#### [TASK DESCRIPTION]
Rewrite the listing below, requests included, starting with the line containing "standing shown above." and going on through the end of the listing, with -145 added to every coordinate in the answers. Leave the pictures out.

-- -- --

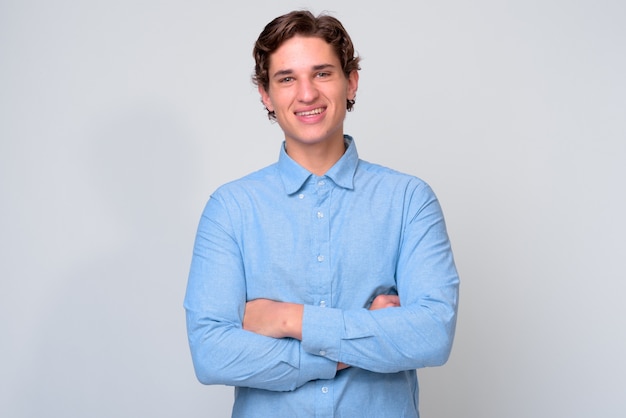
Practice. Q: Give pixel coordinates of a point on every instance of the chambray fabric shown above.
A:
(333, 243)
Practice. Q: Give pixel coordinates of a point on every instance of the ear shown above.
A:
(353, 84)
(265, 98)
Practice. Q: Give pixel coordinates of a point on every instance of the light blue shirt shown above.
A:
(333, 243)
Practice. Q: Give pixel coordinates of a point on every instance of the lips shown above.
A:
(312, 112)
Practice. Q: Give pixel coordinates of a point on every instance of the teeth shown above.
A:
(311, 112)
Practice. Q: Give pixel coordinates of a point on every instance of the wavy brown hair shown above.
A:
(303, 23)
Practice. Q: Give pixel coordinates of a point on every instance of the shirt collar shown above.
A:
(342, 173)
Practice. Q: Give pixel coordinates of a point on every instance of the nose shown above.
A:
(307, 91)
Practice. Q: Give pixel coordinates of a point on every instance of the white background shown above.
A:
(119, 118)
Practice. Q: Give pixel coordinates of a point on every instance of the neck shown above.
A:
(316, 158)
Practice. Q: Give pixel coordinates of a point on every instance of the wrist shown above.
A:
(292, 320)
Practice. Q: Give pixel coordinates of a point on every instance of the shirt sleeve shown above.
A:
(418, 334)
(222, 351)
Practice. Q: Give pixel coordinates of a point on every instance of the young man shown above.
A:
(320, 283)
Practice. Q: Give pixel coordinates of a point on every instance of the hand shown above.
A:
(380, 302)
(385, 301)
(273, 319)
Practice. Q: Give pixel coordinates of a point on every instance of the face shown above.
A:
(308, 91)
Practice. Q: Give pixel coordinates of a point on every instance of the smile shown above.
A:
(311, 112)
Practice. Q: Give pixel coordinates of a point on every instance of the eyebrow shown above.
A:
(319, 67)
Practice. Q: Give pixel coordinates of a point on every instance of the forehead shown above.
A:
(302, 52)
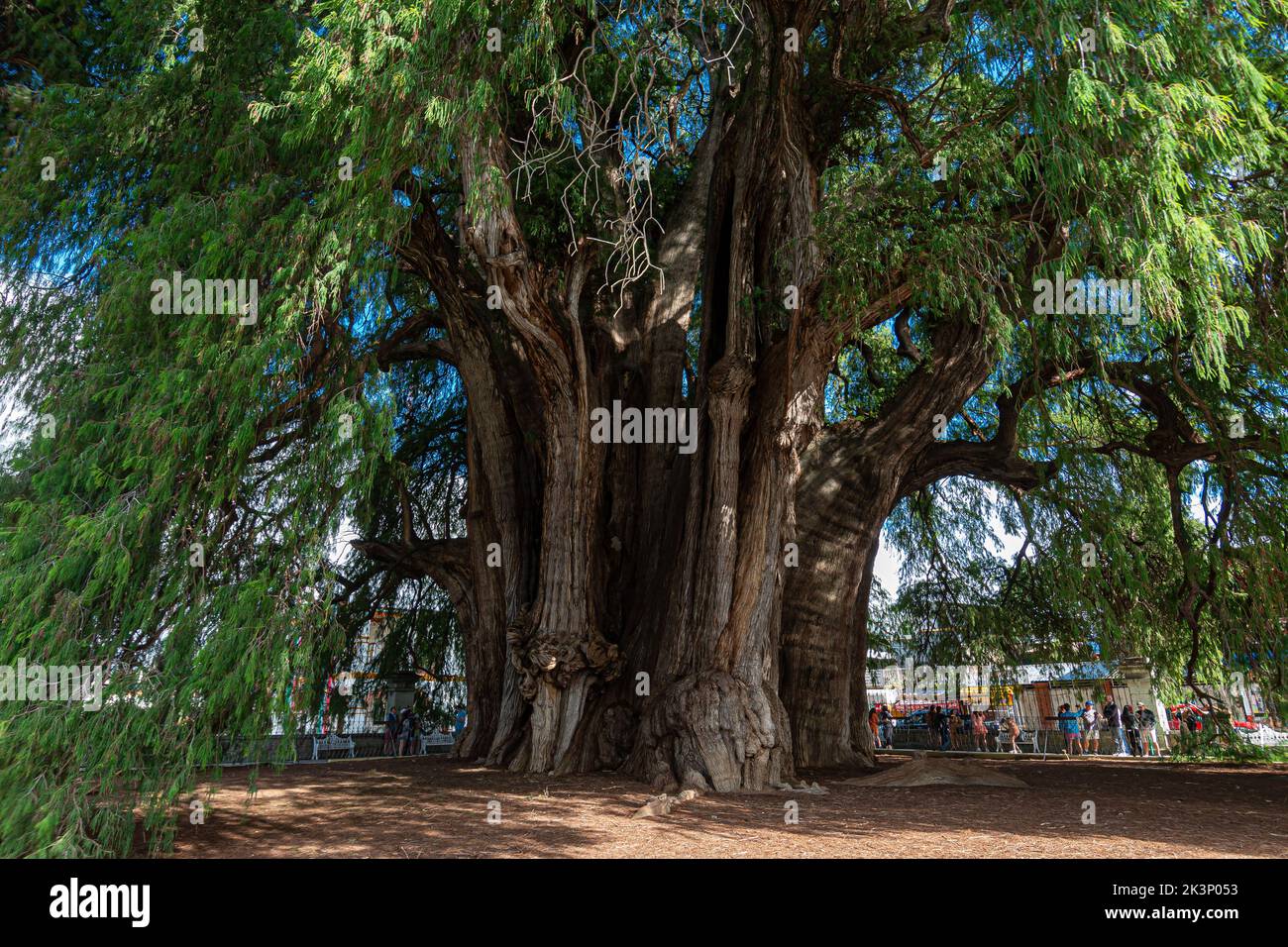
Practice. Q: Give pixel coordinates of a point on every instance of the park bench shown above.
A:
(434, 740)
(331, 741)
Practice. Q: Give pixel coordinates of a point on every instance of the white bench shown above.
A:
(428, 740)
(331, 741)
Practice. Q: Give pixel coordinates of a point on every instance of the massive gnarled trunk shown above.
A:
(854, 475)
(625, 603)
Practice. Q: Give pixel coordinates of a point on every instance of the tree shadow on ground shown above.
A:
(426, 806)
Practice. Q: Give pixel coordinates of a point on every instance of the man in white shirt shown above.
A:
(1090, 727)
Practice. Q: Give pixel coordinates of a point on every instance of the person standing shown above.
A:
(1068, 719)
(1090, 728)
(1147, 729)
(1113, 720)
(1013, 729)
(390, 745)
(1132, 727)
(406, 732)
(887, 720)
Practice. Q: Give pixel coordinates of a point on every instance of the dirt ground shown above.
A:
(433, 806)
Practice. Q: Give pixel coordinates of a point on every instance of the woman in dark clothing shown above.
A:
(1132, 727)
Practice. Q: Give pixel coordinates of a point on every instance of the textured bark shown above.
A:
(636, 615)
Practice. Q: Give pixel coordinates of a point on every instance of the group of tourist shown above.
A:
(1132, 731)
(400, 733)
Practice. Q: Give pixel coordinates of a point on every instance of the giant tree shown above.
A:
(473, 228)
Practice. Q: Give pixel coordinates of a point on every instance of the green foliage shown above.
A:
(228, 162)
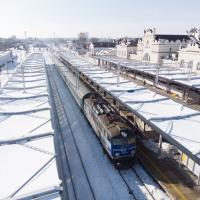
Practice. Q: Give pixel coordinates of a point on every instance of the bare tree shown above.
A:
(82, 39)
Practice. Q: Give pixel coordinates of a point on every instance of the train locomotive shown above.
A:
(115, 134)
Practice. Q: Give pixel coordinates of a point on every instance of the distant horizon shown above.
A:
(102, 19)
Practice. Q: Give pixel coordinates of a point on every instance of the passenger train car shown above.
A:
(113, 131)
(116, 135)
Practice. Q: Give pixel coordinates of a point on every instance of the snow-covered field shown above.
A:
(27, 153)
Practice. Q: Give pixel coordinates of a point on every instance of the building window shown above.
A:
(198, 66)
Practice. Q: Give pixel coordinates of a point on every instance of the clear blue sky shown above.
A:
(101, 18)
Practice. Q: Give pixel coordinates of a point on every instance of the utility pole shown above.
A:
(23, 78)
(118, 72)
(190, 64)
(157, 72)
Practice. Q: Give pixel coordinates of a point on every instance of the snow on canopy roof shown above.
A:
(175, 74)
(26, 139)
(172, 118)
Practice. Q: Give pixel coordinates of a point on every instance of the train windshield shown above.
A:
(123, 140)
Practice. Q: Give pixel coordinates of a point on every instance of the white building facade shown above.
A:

-- -- --

#### [CORRECT RESULT]
Practice. Q: Give pixel coordinates of a point on every instance of the person standing shown above.
A:
(923, 574)
(945, 583)
(1002, 584)
(968, 575)
(868, 584)
(245, 600)
(987, 582)
(261, 587)
(742, 575)
Practice. Q: Give pixel coordinates of a point on every instance of the dirt ground shown above.
A:
(288, 661)
Practice. Q: Give pixel coordinates of a point on every instance of the woman in dark clothing shown above.
A:
(987, 582)
Practice. Q: Give pixel coordinates of a point on every instance of the textured bark shown above.
A:
(491, 470)
Practice. Q: Give pixel coordinates of a point on every instance of the group of tourist shown above.
A:
(987, 586)
(255, 588)
Practice. Q: Give pixel coordinates of a point on every instance of the giant tree shown above.
A:
(328, 83)
Practice. Q: Give pixel coordinates of a point on every instance of the green foliage shown above.
A:
(83, 17)
Practice. Q: Give pixel coordinates of a point on every instance of the bare tree shown above.
A:
(-63, -106)
Practice. Q: Give pixel coordinates of a point on every instance of the train locomotive shown above.
A:
(-30, -11)
Practice. Q: Give pixel coordinates of a point on every instance of the distant horizon shown above.
A:
(-43, -126)
Practice. Q: Give pixel coordinates of a point on every instance of the passenger train car shown above.
A:
(-32, -14)
(-29, -10)
Practice. Q: Give pixel coordinates of a point on every instance of the snow-covered field shown above.
A:
(-118, 8)
Practice. Q: Give pixel coordinates of a point on every instance of the building window shown above.
A:
(53, -79)
Practice. Q: Give pixel coordinates of a point on every instance of the clear blue sky shown above.
A:
(-44, -127)
Practice. Q: Give pixel coordinates of a point on every instance of the utility pole shown above.
A:
(-122, -67)
(-27, -73)
(45, -81)
(12, -73)
Practice. Q: Give pixel coordinates of a point on every instance of the snow on canopy roof shown above.
A:
(30, -71)
(-119, -6)
(27, -27)
Practice. Q: Give pixel coordinates of a point on every instance of the train windshield shown above.
A:
(-22, -5)
Practice. Q: Give pixel coordinates of a point on every instance of the white building facade shown above.
A:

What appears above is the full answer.